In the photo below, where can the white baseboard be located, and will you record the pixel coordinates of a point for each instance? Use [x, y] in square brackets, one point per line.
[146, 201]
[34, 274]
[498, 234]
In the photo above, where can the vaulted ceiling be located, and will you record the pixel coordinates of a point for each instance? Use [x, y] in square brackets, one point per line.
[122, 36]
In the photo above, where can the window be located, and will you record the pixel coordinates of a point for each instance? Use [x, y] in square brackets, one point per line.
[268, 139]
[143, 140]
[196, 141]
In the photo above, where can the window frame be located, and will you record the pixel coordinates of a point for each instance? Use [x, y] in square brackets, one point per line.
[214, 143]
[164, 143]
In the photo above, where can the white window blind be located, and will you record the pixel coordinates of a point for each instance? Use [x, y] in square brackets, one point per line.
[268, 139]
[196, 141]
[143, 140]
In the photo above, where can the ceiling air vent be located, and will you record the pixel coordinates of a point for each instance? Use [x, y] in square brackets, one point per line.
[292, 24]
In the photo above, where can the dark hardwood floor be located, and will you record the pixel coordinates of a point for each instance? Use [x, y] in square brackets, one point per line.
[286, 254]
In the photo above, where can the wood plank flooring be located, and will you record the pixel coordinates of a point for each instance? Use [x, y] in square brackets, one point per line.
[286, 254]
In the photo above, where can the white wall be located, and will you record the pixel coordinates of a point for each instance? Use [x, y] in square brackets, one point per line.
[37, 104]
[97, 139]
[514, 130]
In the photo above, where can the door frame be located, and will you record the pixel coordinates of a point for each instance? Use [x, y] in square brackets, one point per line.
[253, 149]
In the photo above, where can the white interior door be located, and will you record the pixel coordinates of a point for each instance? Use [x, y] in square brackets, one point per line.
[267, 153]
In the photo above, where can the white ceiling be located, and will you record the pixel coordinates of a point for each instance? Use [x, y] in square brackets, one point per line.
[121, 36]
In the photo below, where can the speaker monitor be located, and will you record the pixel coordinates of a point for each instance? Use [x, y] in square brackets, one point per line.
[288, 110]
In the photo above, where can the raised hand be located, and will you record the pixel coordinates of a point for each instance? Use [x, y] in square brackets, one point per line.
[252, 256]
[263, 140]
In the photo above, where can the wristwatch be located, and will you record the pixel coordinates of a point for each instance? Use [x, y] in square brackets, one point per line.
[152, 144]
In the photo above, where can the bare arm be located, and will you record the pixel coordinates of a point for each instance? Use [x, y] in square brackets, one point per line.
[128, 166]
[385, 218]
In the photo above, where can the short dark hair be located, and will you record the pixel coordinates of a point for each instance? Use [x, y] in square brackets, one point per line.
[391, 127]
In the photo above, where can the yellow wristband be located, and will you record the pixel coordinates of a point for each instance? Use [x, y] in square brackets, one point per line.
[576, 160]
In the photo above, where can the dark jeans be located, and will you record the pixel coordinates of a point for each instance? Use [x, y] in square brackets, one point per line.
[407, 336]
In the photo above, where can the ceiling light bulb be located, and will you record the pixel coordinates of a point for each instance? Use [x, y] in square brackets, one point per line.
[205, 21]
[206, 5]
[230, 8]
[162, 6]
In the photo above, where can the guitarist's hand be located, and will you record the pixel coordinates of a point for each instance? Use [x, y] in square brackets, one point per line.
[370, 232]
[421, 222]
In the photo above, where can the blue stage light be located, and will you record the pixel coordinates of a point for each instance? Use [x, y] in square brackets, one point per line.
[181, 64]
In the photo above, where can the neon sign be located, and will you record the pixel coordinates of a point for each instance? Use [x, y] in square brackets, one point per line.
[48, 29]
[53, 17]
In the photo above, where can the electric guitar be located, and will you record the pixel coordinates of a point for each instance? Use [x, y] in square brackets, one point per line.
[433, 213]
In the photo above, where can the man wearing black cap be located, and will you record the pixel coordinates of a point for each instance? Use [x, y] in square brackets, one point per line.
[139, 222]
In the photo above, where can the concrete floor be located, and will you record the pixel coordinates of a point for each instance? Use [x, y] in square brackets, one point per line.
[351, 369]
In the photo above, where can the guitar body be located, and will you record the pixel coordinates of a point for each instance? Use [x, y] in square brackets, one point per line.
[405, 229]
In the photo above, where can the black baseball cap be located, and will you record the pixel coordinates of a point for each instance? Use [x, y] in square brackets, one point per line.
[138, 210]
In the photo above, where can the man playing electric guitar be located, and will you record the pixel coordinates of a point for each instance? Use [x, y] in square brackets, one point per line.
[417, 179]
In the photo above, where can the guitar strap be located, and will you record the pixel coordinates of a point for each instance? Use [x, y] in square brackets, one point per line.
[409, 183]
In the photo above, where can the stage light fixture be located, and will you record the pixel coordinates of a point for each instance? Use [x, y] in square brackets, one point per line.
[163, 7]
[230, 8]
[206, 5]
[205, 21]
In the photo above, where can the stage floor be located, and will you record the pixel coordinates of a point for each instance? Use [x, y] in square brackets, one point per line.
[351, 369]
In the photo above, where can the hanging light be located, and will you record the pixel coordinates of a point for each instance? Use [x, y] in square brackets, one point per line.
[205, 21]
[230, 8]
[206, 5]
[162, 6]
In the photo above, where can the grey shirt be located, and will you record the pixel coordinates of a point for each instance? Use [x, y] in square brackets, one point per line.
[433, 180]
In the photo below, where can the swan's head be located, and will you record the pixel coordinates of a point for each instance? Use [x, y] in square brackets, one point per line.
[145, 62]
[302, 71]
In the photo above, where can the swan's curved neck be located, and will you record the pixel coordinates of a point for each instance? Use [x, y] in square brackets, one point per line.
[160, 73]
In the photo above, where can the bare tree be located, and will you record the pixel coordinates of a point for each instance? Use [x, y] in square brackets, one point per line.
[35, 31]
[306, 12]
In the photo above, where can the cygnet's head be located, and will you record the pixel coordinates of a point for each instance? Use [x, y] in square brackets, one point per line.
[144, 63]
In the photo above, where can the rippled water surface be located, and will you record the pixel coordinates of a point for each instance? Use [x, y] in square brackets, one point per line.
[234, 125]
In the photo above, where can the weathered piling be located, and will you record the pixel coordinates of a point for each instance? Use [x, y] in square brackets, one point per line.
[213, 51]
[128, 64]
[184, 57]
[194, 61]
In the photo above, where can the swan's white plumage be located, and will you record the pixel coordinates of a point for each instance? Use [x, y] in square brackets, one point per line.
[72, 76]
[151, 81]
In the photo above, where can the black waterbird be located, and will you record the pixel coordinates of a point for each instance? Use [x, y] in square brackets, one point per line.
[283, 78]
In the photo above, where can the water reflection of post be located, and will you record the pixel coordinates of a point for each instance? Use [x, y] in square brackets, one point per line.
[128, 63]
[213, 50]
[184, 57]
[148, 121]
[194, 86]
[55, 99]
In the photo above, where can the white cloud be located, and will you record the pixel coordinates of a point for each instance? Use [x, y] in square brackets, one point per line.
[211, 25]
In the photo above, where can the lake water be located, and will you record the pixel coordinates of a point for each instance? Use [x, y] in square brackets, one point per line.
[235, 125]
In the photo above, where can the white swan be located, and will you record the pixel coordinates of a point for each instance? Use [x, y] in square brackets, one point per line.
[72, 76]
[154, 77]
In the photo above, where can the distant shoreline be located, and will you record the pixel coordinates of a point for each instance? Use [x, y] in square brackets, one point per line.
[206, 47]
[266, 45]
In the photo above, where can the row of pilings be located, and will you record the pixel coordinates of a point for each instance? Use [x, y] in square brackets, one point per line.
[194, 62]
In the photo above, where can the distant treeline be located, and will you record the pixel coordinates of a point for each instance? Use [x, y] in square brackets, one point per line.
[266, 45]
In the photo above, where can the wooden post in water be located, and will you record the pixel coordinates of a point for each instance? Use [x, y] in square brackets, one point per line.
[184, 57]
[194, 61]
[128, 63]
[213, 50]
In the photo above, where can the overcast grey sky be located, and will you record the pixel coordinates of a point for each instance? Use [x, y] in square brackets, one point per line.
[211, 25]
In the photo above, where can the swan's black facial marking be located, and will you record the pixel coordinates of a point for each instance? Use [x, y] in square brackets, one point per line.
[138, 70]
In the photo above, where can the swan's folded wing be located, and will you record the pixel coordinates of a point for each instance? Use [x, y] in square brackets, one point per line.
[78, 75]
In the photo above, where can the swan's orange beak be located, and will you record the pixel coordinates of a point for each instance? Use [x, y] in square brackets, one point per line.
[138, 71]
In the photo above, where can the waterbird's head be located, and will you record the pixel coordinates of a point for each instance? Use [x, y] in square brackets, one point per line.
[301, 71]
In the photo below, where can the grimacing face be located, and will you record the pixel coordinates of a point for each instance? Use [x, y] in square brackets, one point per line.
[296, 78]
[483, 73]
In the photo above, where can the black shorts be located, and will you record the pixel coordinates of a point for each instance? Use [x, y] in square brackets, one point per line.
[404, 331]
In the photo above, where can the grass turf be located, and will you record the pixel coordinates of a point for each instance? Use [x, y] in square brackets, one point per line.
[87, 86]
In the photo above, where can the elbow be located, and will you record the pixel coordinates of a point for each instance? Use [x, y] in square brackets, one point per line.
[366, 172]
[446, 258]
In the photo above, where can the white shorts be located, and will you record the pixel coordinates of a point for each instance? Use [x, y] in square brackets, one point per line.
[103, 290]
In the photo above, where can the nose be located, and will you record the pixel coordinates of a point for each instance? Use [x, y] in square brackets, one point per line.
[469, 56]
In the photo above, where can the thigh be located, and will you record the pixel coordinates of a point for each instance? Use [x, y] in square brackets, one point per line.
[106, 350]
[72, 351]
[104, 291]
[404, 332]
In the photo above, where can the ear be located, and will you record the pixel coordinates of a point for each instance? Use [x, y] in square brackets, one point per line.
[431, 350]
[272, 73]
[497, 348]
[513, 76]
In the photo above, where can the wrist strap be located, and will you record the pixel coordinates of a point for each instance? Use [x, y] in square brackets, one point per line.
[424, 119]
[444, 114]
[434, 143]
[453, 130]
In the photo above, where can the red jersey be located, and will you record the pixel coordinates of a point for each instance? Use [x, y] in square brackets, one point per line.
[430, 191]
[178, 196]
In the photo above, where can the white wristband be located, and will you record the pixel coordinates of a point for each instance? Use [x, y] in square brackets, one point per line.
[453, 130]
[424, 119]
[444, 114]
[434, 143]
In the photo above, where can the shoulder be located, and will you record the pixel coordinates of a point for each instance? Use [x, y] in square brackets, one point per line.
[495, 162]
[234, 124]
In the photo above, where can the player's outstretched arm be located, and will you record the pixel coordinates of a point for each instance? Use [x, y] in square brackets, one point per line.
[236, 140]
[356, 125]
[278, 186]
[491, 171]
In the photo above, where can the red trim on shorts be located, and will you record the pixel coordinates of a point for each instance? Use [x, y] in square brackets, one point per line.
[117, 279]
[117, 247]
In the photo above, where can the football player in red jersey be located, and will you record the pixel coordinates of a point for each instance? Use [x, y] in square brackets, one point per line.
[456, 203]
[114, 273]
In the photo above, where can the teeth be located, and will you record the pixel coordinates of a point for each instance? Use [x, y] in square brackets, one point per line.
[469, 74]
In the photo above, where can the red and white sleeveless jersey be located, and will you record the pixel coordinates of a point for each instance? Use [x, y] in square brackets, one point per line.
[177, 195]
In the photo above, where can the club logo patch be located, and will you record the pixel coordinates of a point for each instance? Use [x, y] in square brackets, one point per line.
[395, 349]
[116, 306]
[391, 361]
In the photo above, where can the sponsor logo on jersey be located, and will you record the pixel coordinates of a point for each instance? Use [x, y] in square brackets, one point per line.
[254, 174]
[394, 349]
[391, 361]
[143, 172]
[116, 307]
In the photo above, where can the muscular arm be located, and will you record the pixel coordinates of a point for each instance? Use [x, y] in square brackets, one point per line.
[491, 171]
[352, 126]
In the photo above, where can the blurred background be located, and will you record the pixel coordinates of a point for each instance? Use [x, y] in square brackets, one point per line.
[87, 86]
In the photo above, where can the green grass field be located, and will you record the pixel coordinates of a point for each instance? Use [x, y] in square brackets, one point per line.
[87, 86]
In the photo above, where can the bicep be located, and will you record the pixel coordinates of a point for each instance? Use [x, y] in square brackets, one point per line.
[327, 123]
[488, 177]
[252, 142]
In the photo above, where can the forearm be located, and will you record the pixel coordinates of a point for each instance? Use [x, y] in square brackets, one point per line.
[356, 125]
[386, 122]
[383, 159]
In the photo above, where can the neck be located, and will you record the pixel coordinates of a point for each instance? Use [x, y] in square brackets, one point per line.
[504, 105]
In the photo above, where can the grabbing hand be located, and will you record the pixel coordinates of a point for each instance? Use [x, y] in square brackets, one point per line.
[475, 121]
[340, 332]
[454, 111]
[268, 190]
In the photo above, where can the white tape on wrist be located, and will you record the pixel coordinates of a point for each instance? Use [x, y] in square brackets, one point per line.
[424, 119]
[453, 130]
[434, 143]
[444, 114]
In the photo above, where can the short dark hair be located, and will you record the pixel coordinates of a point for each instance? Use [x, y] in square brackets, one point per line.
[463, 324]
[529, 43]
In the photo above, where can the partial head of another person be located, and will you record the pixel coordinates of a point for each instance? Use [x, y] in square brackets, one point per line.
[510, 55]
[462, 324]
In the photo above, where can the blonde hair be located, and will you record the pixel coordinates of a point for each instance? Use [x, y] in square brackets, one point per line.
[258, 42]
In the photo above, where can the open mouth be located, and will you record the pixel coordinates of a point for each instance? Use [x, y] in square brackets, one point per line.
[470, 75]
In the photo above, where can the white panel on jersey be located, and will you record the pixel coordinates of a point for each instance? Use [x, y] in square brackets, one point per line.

> Task to complete: Every line from the line containing "In the photo above, where can the partial" to the last line of the material above must be repeated exactly, and no other line.

> Output below:
In the photo above, where can the partial head of another person be located, and will you record the pixel coordinates of a point for each instance? Use [x, y] in square brackets, one point per line.
[510, 55]
[462, 324]
In the photo above, where can the blonde hair be located, and will you record the pixel coordinates of a point for each instance? Use [x, y] in square brackets, one point per line.
[258, 42]
In the photo above, where can the open mouth be located, and will you record the pixel coordinates of a point for each instance? Use [x, y] in square brackets, one point per line.
[470, 75]
In the photo above, where can the white panel on jersey be located, and will you record the pixel coordinates of a point for each instance? Use [x, y] in square brackets, one point per line.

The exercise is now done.